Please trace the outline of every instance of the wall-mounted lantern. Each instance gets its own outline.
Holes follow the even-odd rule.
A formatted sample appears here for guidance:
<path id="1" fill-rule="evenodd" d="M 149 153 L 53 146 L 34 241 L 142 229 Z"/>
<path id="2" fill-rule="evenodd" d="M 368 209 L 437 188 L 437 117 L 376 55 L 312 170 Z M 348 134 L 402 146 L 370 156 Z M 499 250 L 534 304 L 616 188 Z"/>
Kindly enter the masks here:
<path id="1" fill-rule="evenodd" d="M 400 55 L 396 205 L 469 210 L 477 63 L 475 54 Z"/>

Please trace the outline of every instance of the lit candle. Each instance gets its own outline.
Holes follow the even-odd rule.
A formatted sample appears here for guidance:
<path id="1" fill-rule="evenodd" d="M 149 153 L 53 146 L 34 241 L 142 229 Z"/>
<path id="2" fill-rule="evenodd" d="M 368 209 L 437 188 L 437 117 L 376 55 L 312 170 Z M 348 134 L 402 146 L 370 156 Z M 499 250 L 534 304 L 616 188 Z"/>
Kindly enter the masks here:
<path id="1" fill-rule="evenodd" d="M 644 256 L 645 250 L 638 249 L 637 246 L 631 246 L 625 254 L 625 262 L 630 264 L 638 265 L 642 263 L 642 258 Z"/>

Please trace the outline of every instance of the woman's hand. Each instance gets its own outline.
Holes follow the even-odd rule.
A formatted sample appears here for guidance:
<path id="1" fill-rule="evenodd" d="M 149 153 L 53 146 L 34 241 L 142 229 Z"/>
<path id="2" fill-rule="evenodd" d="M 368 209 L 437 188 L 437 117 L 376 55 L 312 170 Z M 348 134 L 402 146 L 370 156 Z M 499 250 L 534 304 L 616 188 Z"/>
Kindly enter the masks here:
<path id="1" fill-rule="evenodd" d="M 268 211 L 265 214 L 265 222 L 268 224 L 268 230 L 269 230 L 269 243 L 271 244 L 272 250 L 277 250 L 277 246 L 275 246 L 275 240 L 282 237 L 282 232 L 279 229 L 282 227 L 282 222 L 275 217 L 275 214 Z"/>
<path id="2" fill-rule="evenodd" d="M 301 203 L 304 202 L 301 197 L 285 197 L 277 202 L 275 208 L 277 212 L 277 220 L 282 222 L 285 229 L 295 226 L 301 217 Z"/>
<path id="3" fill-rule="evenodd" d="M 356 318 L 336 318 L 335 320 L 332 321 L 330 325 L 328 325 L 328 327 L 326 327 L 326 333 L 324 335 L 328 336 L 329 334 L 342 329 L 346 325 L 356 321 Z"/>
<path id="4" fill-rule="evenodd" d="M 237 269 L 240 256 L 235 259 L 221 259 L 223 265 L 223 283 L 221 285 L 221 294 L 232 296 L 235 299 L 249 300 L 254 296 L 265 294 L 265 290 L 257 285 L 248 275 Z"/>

* * *

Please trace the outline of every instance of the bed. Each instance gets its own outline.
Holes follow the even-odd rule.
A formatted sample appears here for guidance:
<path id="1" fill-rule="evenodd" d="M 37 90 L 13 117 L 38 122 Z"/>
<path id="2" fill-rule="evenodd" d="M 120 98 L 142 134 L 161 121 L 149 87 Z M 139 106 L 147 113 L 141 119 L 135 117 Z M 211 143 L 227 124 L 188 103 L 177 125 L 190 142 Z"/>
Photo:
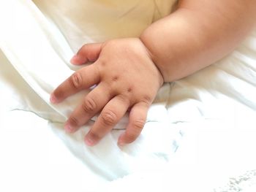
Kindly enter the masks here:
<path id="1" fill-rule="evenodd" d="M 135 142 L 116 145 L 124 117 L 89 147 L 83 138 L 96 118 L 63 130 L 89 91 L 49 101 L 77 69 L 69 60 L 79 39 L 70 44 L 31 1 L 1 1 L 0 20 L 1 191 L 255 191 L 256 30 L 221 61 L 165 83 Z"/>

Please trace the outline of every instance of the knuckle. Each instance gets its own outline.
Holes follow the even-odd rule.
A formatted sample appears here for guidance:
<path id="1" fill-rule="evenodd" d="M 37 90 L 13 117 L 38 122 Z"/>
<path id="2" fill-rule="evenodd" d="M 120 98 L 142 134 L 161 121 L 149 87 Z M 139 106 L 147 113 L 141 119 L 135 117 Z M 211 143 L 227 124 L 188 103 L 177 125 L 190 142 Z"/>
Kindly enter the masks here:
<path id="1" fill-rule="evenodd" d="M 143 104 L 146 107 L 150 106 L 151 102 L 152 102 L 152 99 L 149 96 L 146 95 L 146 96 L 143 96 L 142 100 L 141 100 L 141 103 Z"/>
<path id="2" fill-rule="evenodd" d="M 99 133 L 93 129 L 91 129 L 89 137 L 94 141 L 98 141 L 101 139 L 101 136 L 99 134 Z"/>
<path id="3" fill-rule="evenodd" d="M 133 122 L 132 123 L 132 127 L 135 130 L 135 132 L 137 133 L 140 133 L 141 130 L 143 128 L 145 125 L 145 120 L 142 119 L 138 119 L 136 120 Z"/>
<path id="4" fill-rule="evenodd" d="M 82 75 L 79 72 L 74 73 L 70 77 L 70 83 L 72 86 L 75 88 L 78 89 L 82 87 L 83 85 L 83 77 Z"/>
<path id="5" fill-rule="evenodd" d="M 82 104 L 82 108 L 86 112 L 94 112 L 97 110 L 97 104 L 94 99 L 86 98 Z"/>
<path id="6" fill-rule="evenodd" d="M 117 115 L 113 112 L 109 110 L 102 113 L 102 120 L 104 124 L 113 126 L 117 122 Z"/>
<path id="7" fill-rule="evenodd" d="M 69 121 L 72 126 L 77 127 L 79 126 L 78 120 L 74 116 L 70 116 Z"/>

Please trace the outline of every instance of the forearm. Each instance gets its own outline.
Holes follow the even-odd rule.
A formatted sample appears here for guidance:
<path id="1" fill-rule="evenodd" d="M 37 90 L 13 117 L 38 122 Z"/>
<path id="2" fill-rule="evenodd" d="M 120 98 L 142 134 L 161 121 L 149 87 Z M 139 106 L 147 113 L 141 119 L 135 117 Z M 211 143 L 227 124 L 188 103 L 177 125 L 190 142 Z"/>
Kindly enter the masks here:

§ Task goal
Extract the lines of the records from the one containing "Please trace the outline of every instance of the lit" through the one containing "644 256 L 645", both included, and reproduce them verbatim.

§ Correct answer
Please trace the outline of every instance of the lit candle. Each instance gets its own outline.
Holes follow the even-odd rule.
A formatted sample appears here for guidance:
<path id="1" fill-rule="evenodd" d="M 149 153 L 53 146 L 34 241 L 142 229 Z"/>
<path id="2" fill-rule="evenodd" d="M 368 209 L 437 188 L 437 117 L 376 55 L 312 170 Z M 348 134 L 402 146 L 370 156 Z M 499 250 L 534 304 L 616 188 Z"/>
Kindly enter the masks here:
<path id="1" fill-rule="evenodd" d="M 644 256 L 645 250 L 638 249 L 637 246 L 631 246 L 625 254 L 625 262 L 630 264 L 638 265 L 642 263 L 642 258 Z"/>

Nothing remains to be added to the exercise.